→ TASK OBJECTIVE:
Update the records between the line holding "frog figurine eye?" and the line holding "top-left (26, 728), bottom-right (74, 781)", inclusive, by replacing "figurine" with "statue" and leaving everything else unchanged.
--- START OF RECORDS FOR PROCESSING ---
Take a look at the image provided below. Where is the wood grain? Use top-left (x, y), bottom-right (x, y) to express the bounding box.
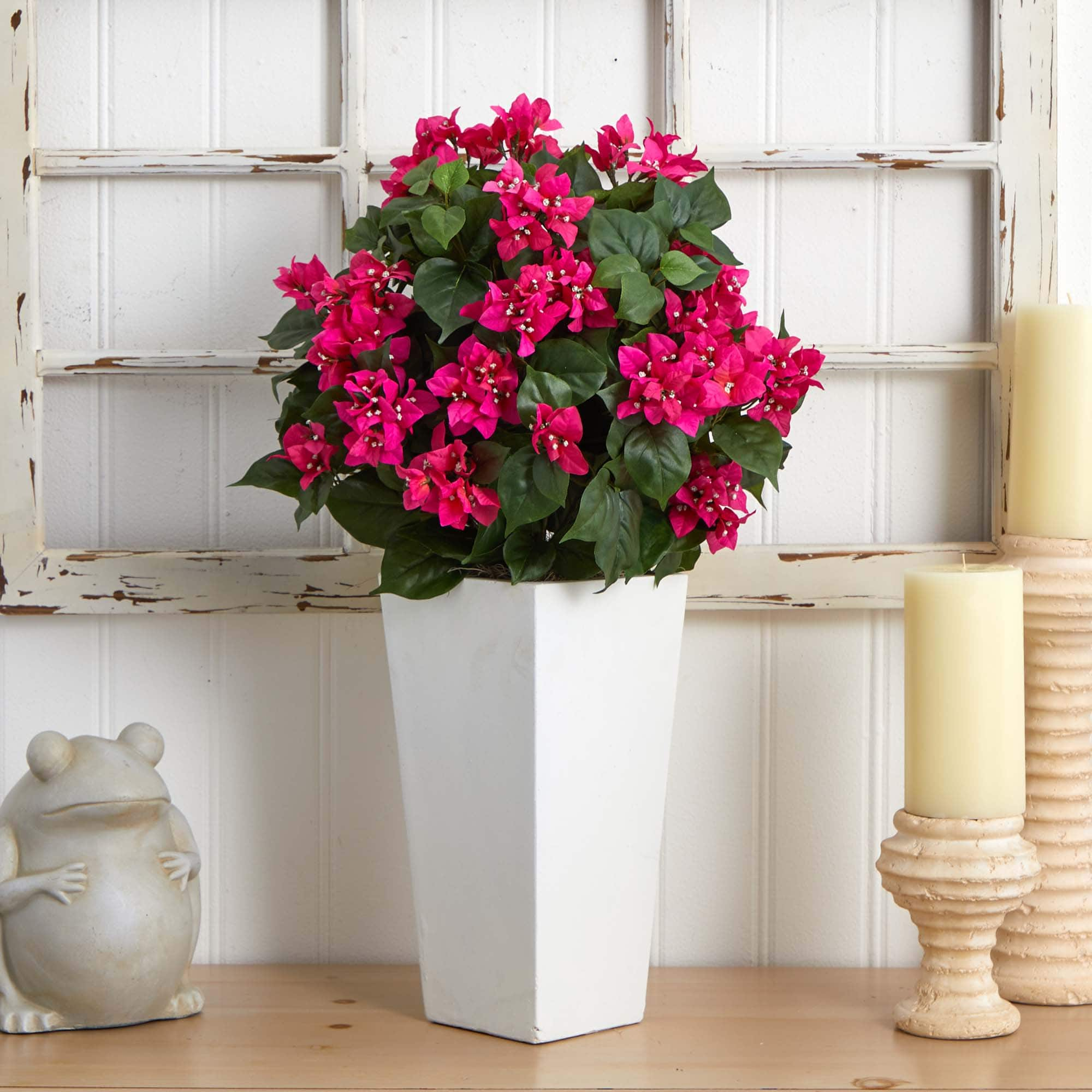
top-left (0, 965), bottom-right (1092, 1090)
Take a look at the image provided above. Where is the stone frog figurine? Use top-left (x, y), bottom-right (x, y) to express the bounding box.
top-left (0, 724), bottom-right (204, 1032)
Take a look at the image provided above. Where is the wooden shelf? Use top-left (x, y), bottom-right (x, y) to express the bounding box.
top-left (0, 965), bottom-right (1092, 1090)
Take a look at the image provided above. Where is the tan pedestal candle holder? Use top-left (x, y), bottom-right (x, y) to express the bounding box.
top-left (994, 535), bottom-right (1092, 1005)
top-left (876, 810), bottom-right (1040, 1038)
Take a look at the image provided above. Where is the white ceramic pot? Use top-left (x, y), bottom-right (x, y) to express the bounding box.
top-left (383, 575), bottom-right (687, 1043)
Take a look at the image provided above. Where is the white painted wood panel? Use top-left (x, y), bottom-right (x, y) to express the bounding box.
top-left (0, 0), bottom-right (1040, 964)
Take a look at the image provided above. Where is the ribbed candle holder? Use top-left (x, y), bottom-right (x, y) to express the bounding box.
top-left (876, 810), bottom-right (1040, 1038)
top-left (994, 535), bottom-right (1092, 1005)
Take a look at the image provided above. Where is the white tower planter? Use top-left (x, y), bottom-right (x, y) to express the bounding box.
top-left (383, 575), bottom-right (687, 1043)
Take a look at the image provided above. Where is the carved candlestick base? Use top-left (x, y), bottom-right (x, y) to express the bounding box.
top-left (876, 810), bottom-right (1040, 1038)
top-left (994, 535), bottom-right (1092, 1005)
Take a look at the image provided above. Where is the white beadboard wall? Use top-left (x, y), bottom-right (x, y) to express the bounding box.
top-left (0, 0), bottom-right (1061, 965)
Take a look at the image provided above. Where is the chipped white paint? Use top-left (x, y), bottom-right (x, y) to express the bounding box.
top-left (0, 0), bottom-right (1066, 964)
top-left (3, 0), bottom-right (1054, 612)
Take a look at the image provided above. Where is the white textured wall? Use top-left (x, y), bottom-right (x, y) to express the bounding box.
top-left (0, 0), bottom-right (1022, 964)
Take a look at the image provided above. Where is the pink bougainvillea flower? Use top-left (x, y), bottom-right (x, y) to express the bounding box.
top-left (531, 402), bottom-right (587, 474)
top-left (546, 250), bottom-right (618, 333)
top-left (273, 254), bottom-right (330, 311)
top-left (523, 163), bottom-right (595, 249)
top-left (395, 437), bottom-right (500, 531)
top-left (492, 94), bottom-right (561, 161)
top-left (426, 334), bottom-right (520, 439)
top-left (459, 118), bottom-right (506, 167)
top-left (414, 107), bottom-right (462, 159)
top-left (482, 159), bottom-right (527, 197)
top-left (703, 341), bottom-right (767, 413)
top-left (584, 114), bottom-right (637, 177)
top-left (347, 250), bottom-right (413, 292)
top-left (467, 265), bottom-right (569, 356)
top-left (617, 334), bottom-right (707, 436)
top-left (667, 454), bottom-right (751, 554)
top-left (626, 118), bottom-right (709, 186)
top-left (379, 144), bottom-right (459, 204)
top-left (270, 422), bottom-right (334, 489)
top-left (489, 216), bottom-right (551, 262)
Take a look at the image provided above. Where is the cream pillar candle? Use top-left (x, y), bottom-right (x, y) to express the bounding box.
top-left (905, 565), bottom-right (1024, 819)
top-left (1005, 304), bottom-right (1092, 538)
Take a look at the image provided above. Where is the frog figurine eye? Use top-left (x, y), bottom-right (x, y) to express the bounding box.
top-left (118, 721), bottom-right (163, 765)
top-left (26, 728), bottom-right (74, 781)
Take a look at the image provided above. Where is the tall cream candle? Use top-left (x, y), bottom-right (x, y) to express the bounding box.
top-left (905, 565), bottom-right (1024, 819)
top-left (1005, 304), bottom-right (1092, 538)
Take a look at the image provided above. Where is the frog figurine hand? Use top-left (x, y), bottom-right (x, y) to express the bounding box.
top-left (0, 724), bottom-right (204, 1032)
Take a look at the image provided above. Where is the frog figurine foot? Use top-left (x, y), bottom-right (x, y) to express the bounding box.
top-left (0, 724), bottom-right (204, 1033)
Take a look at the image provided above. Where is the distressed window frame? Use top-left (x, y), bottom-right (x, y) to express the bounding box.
top-left (0, 0), bottom-right (1057, 615)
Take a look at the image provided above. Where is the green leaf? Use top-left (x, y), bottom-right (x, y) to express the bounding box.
--- END OF RECORDS FOR PROCESSING ---
→ FINISHED TASK:
Take a look at the image provided above. Where is the frog statue eye? Use top-left (x, y), bottom-right (x, y) to express the bounding box.
top-left (118, 721), bottom-right (163, 765)
top-left (26, 728), bottom-right (74, 781)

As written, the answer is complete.